Extracted entries –

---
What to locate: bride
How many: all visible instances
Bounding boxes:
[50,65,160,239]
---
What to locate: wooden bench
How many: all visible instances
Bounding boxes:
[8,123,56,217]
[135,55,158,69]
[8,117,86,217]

Task goal –
Convert every line of the entries above into a JSON list of strings, with one string per line and blank lines omitted.

Response to this task –
[
  "---",
  "What to locate: bride",
  "How many: all visible instances",
  "Bounding boxes:",
  "[50,65,160,239]",
  "---",
  "What to locate: wooden bench",
  "How many: all visible instances",
  "Bounding boxes:",
  "[8,123,56,217]",
  "[135,55,158,69]",
  "[8,117,86,217]"
]